══ RECORDS FOR THIS EXERCISE ══

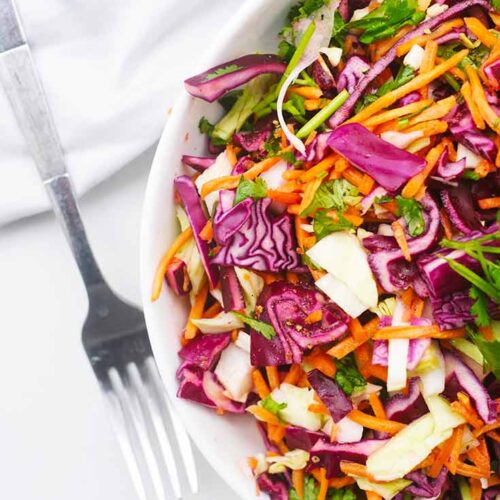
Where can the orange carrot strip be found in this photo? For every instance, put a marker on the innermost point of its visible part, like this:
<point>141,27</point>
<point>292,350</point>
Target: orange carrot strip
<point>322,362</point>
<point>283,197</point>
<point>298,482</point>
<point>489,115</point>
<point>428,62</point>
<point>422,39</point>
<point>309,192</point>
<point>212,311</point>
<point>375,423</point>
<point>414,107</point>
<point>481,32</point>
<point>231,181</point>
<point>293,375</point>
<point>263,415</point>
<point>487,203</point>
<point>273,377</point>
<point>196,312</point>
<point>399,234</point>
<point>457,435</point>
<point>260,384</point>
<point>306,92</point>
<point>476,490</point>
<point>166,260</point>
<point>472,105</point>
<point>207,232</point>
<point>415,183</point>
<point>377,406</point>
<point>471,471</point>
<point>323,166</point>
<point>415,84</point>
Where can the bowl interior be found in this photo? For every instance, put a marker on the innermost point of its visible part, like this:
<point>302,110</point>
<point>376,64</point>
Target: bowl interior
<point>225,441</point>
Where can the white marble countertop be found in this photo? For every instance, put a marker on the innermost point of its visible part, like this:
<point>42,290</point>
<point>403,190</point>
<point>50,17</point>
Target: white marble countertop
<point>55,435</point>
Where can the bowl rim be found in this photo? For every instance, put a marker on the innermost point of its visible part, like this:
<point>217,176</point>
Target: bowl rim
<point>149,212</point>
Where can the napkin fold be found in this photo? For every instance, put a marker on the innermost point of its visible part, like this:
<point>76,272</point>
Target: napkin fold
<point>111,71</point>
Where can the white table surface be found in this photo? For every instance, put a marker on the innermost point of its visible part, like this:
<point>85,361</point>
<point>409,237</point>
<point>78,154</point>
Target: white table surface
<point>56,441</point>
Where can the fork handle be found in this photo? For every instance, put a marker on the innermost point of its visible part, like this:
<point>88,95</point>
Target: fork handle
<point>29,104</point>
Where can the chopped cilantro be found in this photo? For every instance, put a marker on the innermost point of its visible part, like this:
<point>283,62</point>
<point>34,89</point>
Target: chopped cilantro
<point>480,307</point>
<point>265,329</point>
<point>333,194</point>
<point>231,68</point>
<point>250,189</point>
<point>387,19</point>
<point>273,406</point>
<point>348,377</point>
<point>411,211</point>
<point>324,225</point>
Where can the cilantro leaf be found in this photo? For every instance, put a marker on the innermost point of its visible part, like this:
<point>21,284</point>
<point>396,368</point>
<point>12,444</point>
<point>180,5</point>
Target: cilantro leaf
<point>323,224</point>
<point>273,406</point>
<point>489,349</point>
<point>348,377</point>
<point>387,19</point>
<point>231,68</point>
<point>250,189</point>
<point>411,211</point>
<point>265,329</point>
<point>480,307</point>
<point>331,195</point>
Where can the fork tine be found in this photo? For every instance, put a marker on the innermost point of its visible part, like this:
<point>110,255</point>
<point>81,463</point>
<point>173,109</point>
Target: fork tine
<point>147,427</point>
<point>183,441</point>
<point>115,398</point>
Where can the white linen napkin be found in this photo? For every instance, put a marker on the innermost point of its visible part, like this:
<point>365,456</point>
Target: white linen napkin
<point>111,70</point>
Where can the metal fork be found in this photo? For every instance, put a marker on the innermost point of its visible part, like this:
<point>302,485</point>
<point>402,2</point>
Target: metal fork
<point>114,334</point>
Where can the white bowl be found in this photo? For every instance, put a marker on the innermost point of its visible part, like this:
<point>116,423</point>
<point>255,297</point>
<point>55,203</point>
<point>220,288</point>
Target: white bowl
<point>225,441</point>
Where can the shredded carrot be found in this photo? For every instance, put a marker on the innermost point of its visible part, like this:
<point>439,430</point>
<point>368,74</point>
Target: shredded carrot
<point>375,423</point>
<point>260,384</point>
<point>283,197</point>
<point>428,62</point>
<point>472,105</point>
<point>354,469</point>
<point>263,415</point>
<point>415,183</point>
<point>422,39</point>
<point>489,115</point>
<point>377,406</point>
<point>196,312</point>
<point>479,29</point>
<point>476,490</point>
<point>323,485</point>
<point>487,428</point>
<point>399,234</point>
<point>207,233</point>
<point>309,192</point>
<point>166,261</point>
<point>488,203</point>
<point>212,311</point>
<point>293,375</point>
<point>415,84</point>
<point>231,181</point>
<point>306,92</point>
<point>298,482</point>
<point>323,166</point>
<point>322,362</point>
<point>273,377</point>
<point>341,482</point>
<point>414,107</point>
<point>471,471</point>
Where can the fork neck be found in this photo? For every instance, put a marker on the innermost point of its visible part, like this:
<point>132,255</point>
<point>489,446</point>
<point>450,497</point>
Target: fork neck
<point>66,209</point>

═══

### WHAT IS BEING ASKED
Could you lay out every line of the rows above as a numbered list, skipping blank lines and leaving the pictures out?

### PROBLEM SOLUTION
1. Where can the orange carrot strip be found in this photo? For every instance, put a marker on the innermost point of its visible part, like this:
2. <point>141,27</point>
3. <point>292,350</point>
4. Target: orange carrot strip
5. <point>322,362</point>
6. <point>283,197</point>
7. <point>298,482</point>
8. <point>489,115</point>
9. <point>428,62</point>
10. <point>422,39</point>
11. <point>309,192</point>
12. <point>212,311</point>
13. <point>375,423</point>
14. <point>414,107</point>
15. <point>481,32</point>
16. <point>231,181</point>
17. <point>293,375</point>
18. <point>263,415</point>
19. <point>487,203</point>
20. <point>273,377</point>
21. <point>196,312</point>
22. <point>399,234</point>
23. <point>457,435</point>
24. <point>260,384</point>
25. <point>306,92</point>
26. <point>476,490</point>
27. <point>166,260</point>
28. <point>472,105</point>
29. <point>207,232</point>
30. <point>415,183</point>
31. <point>377,406</point>
32. <point>471,471</point>
33. <point>323,166</point>
34. <point>415,84</point>
35. Where can the bowl interior be found in this photo? For every instance, put a marker on the innermost point of its visible part, like this:
36. <point>302,110</point>
37. <point>376,64</point>
38. Target: bowl interior
39. <point>225,441</point>
40. Where can the white marble countertop be found in this photo? For every instance, put a marker on the innermost point of its visible part, like this:
41. <point>42,290</point>
42. <point>403,190</point>
43. <point>50,17</point>
44. Target: white marble countertop
45. <point>55,435</point>
46. Where can the bowl rim be found in this photo? For every instance, put a marker on the innermost point of its visible part, like this:
47. <point>217,176</point>
48. Target: bowl rim
49. <point>149,212</point>
50. Where can the napkin fold be found in this photo? For every instance, put a marker on the innermost point of its visible part, like this:
51. <point>76,272</point>
52. Target: napkin fold
53. <point>111,71</point>
54. Where can the white table surface be found in this photo? For every instance, put a marker on the innermost point of its visible part, like this:
55. <point>85,361</point>
56. <point>409,237</point>
57. <point>78,154</point>
58. Target: white table surface
59. <point>56,441</point>
60. Where can the fork handle be found in this photo? For every instance, put a marker on the innermost point of its visible part, like this:
61. <point>88,95</point>
62. Target: fork handle
63. <point>29,104</point>
64. Where can the chopped cilantro be found in this photo? For every instance, put a marker on the innermost point of its visible part, like this:
65. <point>283,62</point>
66. <point>34,89</point>
67. Target: chopped cilantro
68. <point>480,307</point>
69. <point>265,329</point>
70. <point>333,194</point>
71. <point>231,68</point>
72. <point>250,189</point>
73. <point>387,19</point>
74. <point>273,406</point>
75. <point>348,377</point>
76. <point>411,211</point>
77. <point>324,225</point>
78. Where can the cilantro leaf be found in this photo? For every instance, put a marker on the innermost point of its visible part, like this:
79. <point>21,284</point>
80. <point>396,368</point>
81. <point>12,444</point>
82. <point>180,5</point>
83. Target: cilantro leaf
84. <point>323,224</point>
85. <point>273,406</point>
86. <point>489,349</point>
87. <point>348,377</point>
88. <point>387,19</point>
89. <point>231,68</point>
90. <point>250,189</point>
91. <point>411,211</point>
92. <point>265,329</point>
93. <point>480,307</point>
94. <point>331,195</point>
95. Where can the fork tine be found in this photo? For every instance, put a marker on the innermost point of its visible part, like this:
96. <point>110,255</point>
97. <point>81,463</point>
98. <point>173,109</point>
99. Target: fork tine
100. <point>147,427</point>
101. <point>183,441</point>
102. <point>115,398</point>
103. Where can the white linen napkin be found in this photo? For every instance, put a marker on the innermost point of its visible part, like this:
104. <point>365,456</point>
105. Target: white linen napkin
106. <point>111,70</point>
107. Where can the metal fork be found in this photo? For every instance, put a marker on the innermost point of its visible part, like this:
108. <point>302,485</point>
109. <point>402,2</point>
110. Target: metal fork
111. <point>114,334</point>
112. Where can the white bowl be found in this photo? For every instance, put a marker on the innermost point of its visible part, like this:
113. <point>116,423</point>
114. <point>255,297</point>
115. <point>55,203</point>
116. <point>220,288</point>
117. Target: white bowl
118. <point>225,441</point>
119. Where can the shredded carrot be found in this photo? For every instance, put a marker on the innermost point of its visible part, like this:
120. <point>439,430</point>
121. <point>368,74</point>
122. Target: shredded carrot
123. <point>375,423</point>
124. <point>260,384</point>
125. <point>283,197</point>
126. <point>428,62</point>
127. <point>472,105</point>
128. <point>354,469</point>
129. <point>263,415</point>
130. <point>415,183</point>
131. <point>422,39</point>
132. <point>489,115</point>
133. <point>377,406</point>
134. <point>196,312</point>
135. <point>479,29</point>
136. <point>476,490</point>
137. <point>323,485</point>
138. <point>487,428</point>
139. <point>399,234</point>
140. <point>207,233</point>
141. <point>309,192</point>
142. <point>166,261</point>
143. <point>488,203</point>
144. <point>212,311</point>
145. <point>293,375</point>
146. <point>415,84</point>
147. <point>231,181</point>
148. <point>306,92</point>
149. <point>298,482</point>
150. <point>323,166</point>
151. <point>322,362</point>
152. <point>273,377</point>
153. <point>341,482</point>
154. <point>414,107</point>
155. <point>471,471</point>
156. Where can the fork neck be found in this photo? For every instance, put a marker on the innermost point of its visible part, like this:
157. <point>132,255</point>
158. <point>489,446</point>
159. <point>450,497</point>
160. Target: fork neck
161. <point>66,209</point>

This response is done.